RAG integration
RAG (Retrieval-Augmented Generation) runs at stage 06. The proxy automatically enriches requests with relevant context from your knowledge base — your application code doesn’t need to change.
How it works
Section titled “How it works”- The last user message is embedded with
all-MiniLM-L6-v2(sentence-transformers, runs locally) - ChromaDB is queried for the top-k chunks whose cosine distance is below the score threshold
- Retrieved chunks are prepended to the system message before the LLM call
The prompt sent to the LLM becomes:
[system]Relevant internal documentation:
[app/auth/middleware.go:AuthMiddleware]func AuthMiddleware(next http.Handler) http.Handler { ...
---
[runbook:Deployment]To deploy, run `make release` from the repo root ...

SOURCE DATA -
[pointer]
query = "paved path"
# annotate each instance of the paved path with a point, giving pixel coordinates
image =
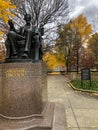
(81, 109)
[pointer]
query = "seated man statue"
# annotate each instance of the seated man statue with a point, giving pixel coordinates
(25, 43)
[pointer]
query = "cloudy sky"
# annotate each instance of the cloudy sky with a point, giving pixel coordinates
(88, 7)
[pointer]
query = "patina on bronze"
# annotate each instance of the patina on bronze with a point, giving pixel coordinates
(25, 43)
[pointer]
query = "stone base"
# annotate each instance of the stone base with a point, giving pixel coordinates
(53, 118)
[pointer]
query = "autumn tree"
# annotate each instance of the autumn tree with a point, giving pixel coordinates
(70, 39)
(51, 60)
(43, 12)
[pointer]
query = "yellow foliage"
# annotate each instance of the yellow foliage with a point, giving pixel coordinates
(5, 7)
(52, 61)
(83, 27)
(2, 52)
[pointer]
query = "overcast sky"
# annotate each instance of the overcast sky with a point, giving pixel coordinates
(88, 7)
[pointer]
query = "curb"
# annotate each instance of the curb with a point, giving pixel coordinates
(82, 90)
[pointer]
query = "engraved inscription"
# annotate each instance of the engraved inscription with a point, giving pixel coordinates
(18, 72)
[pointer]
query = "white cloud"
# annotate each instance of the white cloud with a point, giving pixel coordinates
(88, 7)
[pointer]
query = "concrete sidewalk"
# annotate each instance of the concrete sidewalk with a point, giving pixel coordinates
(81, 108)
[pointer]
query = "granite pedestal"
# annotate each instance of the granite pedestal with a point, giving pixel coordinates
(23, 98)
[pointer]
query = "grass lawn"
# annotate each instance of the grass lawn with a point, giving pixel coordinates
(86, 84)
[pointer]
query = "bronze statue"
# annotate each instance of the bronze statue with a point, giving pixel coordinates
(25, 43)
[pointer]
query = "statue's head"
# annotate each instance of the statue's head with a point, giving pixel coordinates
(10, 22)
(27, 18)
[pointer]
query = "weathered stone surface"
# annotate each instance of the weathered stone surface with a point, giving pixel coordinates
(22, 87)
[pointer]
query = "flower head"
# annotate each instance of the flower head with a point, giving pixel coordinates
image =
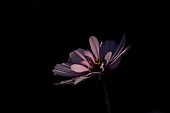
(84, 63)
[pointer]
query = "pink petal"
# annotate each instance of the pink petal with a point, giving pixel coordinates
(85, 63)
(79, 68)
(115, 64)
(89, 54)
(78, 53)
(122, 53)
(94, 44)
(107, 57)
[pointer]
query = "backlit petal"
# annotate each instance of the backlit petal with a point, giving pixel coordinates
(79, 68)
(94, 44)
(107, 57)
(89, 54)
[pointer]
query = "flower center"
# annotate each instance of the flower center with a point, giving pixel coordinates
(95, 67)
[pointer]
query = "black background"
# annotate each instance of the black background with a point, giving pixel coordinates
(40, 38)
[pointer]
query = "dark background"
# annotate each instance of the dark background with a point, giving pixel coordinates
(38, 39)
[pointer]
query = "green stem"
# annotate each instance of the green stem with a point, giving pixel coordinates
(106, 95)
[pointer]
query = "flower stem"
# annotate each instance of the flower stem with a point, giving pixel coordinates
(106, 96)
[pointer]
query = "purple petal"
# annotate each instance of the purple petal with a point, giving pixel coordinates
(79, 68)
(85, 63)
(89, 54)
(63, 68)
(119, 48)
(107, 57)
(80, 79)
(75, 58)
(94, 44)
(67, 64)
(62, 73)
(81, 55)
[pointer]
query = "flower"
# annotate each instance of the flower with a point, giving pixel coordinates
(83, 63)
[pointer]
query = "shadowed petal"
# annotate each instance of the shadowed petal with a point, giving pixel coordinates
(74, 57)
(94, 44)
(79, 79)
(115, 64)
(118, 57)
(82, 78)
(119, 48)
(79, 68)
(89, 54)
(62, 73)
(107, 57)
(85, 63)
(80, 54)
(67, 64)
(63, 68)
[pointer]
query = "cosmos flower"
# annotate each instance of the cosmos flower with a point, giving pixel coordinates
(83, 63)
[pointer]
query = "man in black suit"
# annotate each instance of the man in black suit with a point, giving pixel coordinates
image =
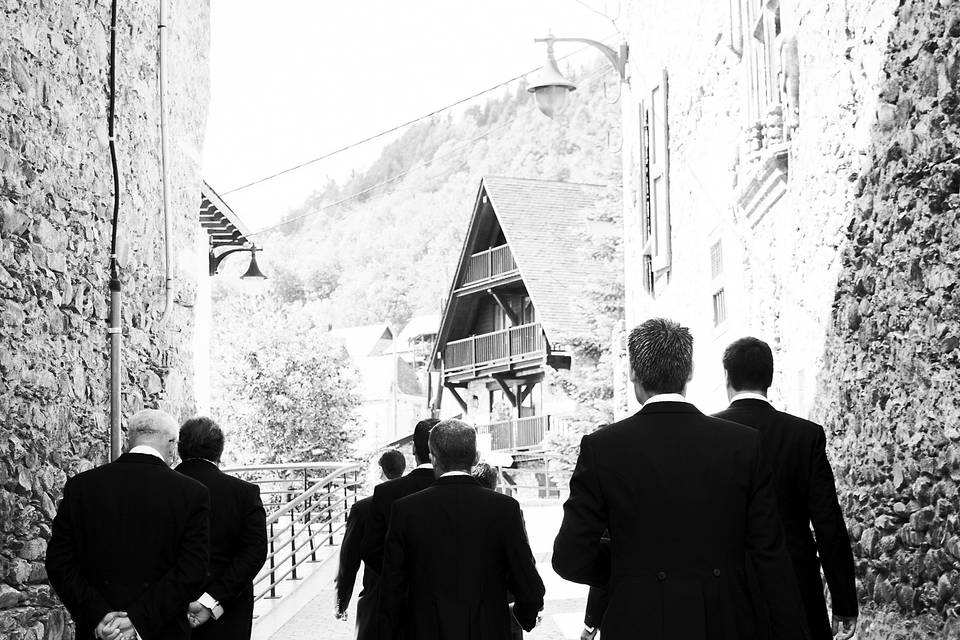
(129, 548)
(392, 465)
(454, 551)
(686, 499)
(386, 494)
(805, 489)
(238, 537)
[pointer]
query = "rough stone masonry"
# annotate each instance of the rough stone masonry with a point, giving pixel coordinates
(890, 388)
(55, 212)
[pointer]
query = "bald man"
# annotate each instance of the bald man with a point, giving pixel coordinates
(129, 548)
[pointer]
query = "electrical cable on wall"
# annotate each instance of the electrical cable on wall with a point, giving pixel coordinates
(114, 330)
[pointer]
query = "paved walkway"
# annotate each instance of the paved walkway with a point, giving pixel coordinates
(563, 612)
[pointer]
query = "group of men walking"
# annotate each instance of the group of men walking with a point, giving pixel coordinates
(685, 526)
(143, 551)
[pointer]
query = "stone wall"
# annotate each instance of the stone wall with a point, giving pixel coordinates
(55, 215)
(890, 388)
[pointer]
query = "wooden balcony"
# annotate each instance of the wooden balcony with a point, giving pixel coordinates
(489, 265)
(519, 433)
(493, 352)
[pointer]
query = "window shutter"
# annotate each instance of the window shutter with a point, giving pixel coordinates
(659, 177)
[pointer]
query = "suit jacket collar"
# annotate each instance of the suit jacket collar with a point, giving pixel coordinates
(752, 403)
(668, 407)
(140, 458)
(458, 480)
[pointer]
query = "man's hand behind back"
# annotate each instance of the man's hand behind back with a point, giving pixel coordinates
...
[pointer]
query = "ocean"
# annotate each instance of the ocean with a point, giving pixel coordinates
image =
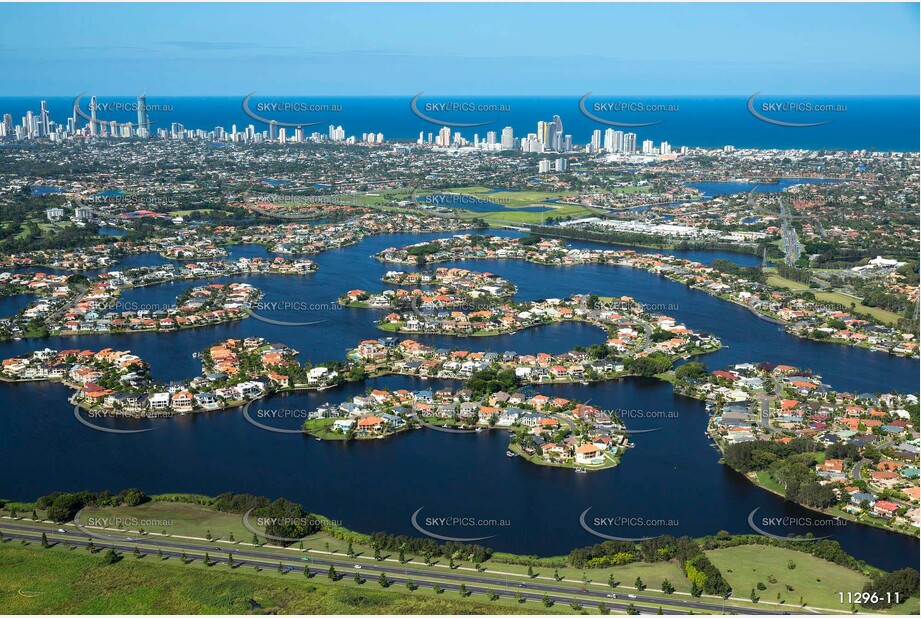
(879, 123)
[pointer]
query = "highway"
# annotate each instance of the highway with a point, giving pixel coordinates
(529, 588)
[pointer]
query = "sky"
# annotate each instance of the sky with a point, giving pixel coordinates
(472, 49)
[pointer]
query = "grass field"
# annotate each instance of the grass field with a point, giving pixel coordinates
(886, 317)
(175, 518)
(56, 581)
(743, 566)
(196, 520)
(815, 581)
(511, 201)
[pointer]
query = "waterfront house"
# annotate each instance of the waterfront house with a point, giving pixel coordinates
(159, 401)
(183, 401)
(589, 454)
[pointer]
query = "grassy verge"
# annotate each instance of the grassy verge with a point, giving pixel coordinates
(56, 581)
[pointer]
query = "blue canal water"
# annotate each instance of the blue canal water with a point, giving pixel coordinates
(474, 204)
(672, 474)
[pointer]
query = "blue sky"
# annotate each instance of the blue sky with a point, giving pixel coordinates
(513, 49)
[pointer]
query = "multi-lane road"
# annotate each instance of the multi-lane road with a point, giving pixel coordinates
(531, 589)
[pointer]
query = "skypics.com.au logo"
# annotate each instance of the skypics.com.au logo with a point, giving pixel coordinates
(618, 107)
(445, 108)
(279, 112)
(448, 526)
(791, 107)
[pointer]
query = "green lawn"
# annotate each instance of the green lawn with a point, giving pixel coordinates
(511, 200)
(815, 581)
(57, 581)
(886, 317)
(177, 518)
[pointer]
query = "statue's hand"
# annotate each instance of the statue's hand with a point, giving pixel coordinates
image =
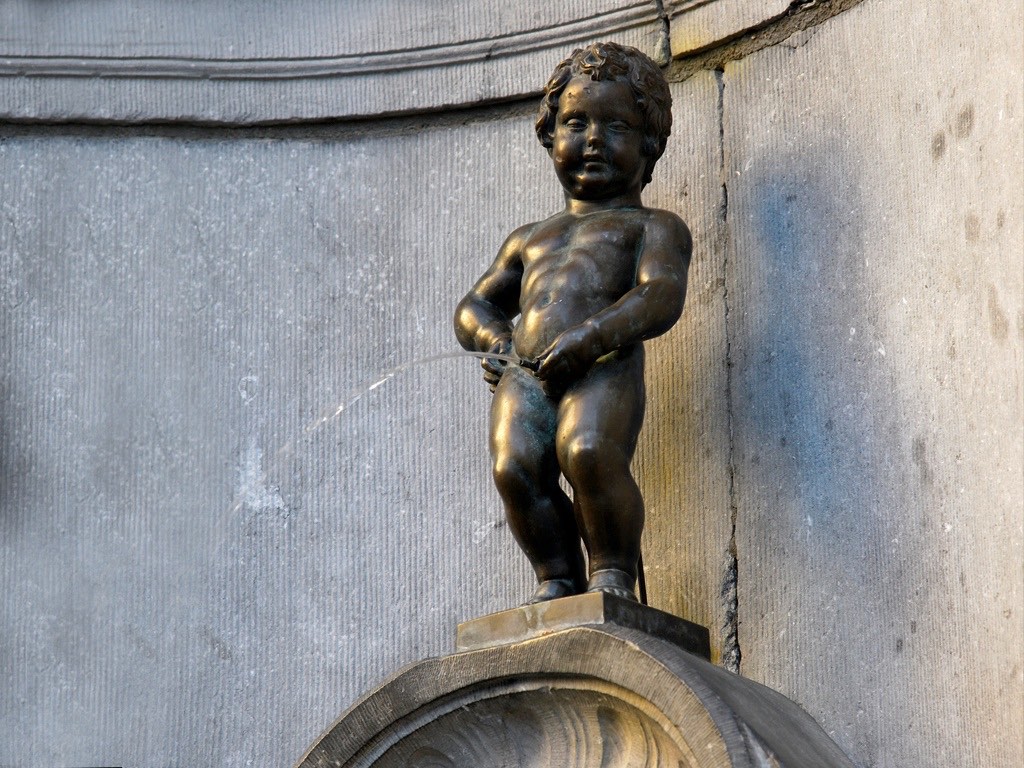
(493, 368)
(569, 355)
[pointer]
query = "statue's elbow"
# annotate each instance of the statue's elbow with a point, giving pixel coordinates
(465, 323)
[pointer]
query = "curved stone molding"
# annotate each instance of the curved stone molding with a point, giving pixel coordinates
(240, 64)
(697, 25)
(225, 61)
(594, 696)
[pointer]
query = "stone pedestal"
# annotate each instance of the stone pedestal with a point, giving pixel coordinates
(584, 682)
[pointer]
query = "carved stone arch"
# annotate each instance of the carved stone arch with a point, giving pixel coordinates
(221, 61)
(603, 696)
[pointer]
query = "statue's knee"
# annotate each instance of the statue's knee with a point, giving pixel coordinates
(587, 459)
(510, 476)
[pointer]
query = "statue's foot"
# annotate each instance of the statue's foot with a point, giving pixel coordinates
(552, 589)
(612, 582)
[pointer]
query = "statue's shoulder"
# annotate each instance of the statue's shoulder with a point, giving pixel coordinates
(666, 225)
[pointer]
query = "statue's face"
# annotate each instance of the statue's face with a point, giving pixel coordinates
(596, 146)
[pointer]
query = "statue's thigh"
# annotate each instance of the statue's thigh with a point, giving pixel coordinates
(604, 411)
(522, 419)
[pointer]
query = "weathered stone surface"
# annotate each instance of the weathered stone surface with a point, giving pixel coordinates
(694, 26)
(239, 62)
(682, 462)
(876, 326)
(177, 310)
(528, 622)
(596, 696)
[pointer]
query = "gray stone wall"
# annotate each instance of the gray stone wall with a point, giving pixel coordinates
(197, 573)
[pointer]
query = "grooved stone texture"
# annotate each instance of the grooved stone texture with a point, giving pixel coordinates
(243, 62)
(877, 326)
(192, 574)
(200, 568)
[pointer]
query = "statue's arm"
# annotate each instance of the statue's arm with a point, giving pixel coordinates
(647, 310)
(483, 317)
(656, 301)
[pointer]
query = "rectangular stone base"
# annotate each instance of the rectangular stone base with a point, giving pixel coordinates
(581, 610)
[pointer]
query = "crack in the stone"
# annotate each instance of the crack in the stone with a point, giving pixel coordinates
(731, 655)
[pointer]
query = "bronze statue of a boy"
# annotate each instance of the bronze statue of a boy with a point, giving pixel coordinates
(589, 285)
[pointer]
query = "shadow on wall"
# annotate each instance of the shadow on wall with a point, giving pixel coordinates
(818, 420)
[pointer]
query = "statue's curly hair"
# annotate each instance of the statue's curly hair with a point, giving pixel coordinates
---
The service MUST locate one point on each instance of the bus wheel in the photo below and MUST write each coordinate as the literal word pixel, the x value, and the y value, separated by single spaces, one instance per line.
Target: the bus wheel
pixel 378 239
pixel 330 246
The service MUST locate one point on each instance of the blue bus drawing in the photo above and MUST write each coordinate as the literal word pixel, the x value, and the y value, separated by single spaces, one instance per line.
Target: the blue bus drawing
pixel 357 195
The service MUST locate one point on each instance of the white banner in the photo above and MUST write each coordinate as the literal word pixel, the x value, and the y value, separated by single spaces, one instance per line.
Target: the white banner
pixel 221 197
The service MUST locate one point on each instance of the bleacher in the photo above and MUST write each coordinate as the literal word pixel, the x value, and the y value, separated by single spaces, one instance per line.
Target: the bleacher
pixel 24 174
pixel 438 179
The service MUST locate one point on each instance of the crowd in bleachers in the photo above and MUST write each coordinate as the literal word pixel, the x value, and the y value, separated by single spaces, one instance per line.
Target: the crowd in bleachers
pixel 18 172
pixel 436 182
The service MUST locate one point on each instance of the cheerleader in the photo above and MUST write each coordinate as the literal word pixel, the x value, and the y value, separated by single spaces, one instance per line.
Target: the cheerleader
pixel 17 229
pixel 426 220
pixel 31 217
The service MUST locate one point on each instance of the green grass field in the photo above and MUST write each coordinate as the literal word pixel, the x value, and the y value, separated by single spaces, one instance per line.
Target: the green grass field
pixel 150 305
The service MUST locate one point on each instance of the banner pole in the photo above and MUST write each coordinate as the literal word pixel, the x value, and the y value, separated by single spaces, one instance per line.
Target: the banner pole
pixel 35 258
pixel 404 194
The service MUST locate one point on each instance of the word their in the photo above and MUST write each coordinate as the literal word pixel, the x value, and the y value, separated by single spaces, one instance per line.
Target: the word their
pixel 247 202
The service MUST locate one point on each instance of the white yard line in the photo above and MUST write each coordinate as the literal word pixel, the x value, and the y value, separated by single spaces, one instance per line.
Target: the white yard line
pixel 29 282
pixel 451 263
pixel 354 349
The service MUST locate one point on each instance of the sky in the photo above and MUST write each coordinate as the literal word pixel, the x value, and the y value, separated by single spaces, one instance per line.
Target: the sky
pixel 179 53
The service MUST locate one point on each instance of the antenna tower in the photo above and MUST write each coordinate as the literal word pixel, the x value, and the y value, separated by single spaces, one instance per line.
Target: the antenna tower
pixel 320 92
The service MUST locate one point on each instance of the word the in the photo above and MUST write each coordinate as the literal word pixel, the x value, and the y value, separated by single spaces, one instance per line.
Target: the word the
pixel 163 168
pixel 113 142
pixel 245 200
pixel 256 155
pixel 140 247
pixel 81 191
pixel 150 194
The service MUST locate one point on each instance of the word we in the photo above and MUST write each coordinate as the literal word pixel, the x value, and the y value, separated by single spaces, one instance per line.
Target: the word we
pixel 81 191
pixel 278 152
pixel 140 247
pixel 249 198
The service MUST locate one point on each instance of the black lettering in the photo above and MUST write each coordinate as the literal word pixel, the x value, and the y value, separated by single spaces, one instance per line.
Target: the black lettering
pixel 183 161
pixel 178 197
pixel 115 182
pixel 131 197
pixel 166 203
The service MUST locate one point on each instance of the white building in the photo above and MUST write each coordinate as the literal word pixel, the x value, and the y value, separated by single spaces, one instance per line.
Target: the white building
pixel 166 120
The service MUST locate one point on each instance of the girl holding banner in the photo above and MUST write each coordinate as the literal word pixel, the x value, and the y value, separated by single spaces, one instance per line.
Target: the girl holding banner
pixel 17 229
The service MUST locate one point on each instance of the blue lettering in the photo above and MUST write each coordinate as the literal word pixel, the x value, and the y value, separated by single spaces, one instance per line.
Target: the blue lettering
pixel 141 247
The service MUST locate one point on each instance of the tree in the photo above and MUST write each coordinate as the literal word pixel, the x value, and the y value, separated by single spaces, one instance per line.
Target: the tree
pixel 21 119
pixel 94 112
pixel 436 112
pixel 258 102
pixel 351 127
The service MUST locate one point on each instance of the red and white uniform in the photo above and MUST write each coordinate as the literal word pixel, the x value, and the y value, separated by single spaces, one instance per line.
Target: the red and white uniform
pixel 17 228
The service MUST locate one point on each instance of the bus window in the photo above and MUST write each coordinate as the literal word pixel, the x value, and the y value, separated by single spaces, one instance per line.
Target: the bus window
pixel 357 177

WHAT NEEDS TO BE DONE - Give the steps listed under "How it works" on the RAG integration page, in order.

ANSWER FOR THE TASK -
1. The last user message is embedded with all-MiniLM-L6-v2 (sentence-transformers, runs locally).
2. ChromaDB is queried for the top-k chunks whose cosine distance is below the score threshold.
3. Retrieved chunks are prepended to the system message before the LLM call.